Supplied text
'''

This article is written by a student writer from the Her Campus at U Mass Amherst chapter.

When you’re in a relationship, the last thing you want to think about is breaking up or going on a “break.” As soon as the word break is mentioned, we cringe and roll our eyes. Many of us don’t even believe in breaks; we may think they’re just excuses or just the beginning of the end. Yet, that isn’t always the case.

In movies we usually see the guy doing the breaking up, with cliché lines like, “we just need some time apart,” or my personal favorite, “it’s not you, its me.” We become so obsessed over how a break-up should be and who should end it, instead of why it’s ending. Break-ups aren’t always bad, and as much as we hate to admit it, sometimes breaks are necessary.

I don’t believe breaks should be used for recreational purposes, nothing like a hall pass in a relationship, or experiencing things that you couldn’t before. Breaks should be for re-evaluation, for space, and for realization. Although many people don’t believe in breaks, and don’t approve of them, it may be better to take a step back before losing someone you care about completely.

How could a break ever be good? A question widely asked. Some reasons include: if your relationship is on the rocks, if it may seem toxic, or if arguments and jealousy become an everyday thing and you’re just not sure about what you want. Then, it may be time to take a step back or to agree to both think things through completely. Toxic relationships are, of course, the worst kind to be in. Not only do they affect you and your partner, but even the people around you.

Being alone after being in a relationship can be heart wrenching and painful, but we should always look at the bright side of everything.  A break can help you find yourself again, amd find out who you are without your significant other. You’ll pick up old hobbies again, like hanging out with your friends more often or finding something new that you like. You learn to be you all over again.

Space and time apart will help you re-evaluate your relationship, even if you were the one who wanted the break or not, during this time you need to focus on yourself and what you want. Is the relationship worth it? Do you still care about them? You come to realize the pros and cons of being together.

You also realize how much you miss them, or if you don’t miss them at all. You realize how awful you felt in the relationship, or how happy you were. You begin to think things through more clearly, realize what you want, and how you want them.

The toughest part of breaking-up is moving on, but it may also be getting back together. A lot may have changed over the time span of the break and it could either be beneficial or disastrous. If the break works out and you do get back together it could create a clean slate, and everything negative is left in the past. You’ll both realize what it was like to be without one another and thus want to be better individuals with each other, hopefully initating a stronger bond. Being together again, optimistically, means knowing what you want from one another and focusing on positive things. This works when both parties agree to move forward together.

Breaks don’t usually have a specific time span. For example, some couples stay apart for mere days or weeks, while others are apart for months. No one can tell you how you feel or what you should do; they can only give their opinions and insight. A relationship is made solidly of two people, and only those two people can determine how their future will play out.

'''

Records shown
'''

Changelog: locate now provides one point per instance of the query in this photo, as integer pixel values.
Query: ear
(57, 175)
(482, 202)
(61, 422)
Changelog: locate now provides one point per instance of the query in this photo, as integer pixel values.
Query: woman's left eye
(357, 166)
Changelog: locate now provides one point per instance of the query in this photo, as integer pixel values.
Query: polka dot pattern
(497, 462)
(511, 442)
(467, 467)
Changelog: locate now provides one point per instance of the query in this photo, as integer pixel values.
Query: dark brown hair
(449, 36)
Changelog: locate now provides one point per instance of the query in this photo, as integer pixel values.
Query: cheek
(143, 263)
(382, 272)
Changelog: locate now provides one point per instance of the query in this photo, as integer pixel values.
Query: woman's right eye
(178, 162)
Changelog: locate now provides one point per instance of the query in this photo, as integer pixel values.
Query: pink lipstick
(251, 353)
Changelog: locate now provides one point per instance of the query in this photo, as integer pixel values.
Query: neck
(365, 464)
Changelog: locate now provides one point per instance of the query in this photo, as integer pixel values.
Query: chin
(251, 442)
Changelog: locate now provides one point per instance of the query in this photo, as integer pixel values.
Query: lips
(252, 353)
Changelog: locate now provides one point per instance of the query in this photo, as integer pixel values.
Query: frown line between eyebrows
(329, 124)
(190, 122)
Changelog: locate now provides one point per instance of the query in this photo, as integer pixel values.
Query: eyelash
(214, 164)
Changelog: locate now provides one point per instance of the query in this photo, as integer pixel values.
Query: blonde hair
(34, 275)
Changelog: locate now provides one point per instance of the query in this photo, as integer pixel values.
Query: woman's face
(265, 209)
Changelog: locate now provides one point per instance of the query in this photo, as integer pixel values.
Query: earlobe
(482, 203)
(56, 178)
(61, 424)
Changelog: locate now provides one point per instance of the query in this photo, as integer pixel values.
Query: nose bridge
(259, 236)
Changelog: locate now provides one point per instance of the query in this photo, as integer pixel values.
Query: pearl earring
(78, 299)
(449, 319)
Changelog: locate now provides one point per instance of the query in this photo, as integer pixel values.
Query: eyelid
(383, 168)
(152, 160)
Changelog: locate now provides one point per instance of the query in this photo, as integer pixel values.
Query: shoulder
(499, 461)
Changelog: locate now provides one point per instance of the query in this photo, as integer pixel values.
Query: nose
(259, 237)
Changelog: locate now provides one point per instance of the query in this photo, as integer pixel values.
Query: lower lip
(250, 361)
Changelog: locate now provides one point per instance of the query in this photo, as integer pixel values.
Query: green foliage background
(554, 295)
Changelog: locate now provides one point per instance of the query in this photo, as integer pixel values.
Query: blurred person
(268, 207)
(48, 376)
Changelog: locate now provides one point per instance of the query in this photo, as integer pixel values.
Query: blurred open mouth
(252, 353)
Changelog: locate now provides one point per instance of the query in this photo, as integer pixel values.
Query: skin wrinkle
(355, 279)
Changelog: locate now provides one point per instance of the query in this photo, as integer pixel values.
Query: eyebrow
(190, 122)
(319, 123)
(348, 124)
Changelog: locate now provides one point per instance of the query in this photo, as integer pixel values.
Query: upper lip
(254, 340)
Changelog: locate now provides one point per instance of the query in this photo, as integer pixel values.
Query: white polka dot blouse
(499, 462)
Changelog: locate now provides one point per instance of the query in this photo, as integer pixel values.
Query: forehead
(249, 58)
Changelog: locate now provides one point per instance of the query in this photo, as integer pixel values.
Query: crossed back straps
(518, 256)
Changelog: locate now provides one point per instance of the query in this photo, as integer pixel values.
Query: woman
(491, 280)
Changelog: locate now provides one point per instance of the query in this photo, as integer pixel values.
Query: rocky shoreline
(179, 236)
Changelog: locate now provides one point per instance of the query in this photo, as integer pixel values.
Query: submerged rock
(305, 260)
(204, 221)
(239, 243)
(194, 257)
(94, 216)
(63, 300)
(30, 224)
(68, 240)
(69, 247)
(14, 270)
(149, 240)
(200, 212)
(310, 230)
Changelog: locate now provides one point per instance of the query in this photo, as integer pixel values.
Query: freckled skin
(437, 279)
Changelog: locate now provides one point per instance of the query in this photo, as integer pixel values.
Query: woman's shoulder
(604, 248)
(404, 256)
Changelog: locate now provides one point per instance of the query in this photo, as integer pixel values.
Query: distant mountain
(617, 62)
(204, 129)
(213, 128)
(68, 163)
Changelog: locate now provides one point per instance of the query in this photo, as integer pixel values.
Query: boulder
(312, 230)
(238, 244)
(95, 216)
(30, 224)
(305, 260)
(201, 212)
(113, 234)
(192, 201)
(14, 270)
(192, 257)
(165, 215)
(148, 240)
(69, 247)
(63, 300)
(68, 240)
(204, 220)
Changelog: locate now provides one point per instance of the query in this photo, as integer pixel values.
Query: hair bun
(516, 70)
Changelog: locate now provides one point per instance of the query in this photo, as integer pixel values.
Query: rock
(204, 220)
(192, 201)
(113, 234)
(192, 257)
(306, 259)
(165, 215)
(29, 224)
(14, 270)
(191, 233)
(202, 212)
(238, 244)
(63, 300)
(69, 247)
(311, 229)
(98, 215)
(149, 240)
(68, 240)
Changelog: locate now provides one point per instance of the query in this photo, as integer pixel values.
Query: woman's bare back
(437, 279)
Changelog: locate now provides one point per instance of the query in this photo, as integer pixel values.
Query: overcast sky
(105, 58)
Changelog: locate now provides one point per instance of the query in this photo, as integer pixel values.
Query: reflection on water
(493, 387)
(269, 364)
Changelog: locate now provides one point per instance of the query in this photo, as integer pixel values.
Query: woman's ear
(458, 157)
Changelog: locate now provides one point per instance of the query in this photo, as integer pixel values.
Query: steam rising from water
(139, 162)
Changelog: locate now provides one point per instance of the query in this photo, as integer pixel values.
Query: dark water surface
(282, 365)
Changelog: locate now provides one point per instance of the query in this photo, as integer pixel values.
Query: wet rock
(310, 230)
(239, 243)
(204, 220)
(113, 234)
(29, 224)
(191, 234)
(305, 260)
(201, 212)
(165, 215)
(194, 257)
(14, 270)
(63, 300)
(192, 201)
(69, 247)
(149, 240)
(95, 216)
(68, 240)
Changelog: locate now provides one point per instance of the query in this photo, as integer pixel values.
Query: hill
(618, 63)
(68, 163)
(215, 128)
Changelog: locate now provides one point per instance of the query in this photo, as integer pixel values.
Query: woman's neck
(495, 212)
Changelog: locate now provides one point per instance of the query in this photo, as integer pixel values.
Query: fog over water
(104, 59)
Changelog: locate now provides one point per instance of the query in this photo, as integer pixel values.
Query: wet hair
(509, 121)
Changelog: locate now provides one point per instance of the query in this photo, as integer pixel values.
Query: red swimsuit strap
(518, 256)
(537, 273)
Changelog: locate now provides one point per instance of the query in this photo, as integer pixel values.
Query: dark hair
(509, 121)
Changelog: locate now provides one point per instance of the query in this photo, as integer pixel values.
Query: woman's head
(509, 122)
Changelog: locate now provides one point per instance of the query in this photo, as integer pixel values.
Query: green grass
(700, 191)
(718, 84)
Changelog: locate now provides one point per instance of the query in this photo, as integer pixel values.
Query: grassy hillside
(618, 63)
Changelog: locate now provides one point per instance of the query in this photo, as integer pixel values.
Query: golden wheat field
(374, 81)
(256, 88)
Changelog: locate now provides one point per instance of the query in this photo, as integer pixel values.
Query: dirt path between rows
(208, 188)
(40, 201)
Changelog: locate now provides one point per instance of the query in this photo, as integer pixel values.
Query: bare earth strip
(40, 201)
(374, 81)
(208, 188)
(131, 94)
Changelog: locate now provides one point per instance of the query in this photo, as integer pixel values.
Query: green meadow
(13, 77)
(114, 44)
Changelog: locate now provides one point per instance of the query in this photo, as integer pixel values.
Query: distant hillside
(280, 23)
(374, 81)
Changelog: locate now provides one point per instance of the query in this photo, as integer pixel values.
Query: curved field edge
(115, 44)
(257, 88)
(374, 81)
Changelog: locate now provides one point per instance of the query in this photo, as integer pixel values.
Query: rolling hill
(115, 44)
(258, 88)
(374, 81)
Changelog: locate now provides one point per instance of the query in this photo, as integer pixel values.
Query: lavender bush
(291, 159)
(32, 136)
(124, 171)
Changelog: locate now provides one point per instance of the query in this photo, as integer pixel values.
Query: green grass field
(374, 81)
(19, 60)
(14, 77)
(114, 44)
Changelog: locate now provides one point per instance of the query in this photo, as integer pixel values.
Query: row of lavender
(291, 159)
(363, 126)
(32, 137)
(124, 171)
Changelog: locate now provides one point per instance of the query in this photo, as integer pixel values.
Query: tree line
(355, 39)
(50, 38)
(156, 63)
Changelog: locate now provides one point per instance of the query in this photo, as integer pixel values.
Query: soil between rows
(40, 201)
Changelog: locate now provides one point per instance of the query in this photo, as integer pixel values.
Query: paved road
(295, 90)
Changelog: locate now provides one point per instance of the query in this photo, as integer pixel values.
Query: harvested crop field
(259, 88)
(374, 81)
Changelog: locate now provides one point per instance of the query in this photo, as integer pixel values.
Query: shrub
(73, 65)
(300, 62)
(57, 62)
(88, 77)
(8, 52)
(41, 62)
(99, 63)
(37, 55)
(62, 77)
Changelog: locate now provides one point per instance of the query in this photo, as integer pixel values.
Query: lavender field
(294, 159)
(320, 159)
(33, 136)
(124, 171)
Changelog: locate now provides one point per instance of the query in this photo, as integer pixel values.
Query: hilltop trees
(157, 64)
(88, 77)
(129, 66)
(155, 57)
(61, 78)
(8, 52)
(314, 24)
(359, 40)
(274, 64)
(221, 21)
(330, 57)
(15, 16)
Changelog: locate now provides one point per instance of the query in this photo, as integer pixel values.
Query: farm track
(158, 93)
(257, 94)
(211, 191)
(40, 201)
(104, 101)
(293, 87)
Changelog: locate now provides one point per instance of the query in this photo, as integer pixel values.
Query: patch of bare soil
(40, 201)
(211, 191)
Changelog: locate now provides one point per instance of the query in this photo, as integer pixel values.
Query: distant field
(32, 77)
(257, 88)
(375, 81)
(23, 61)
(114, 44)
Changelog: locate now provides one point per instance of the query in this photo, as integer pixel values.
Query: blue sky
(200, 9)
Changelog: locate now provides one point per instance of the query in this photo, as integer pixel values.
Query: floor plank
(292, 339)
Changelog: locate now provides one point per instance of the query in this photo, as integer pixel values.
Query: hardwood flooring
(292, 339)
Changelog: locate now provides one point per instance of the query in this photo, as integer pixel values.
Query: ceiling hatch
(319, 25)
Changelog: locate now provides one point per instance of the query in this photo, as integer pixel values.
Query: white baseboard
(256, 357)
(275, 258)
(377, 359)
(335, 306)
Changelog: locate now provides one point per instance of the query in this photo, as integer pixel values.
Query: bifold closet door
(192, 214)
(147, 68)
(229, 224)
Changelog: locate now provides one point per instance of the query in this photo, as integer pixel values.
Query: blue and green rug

'''

About this task
According to the article on relationship breaks, what three purposes should a break serve? The entries are separate material and unrelated to the article on relationship breaks.

Task answer
Re-evaluation, space, and realization.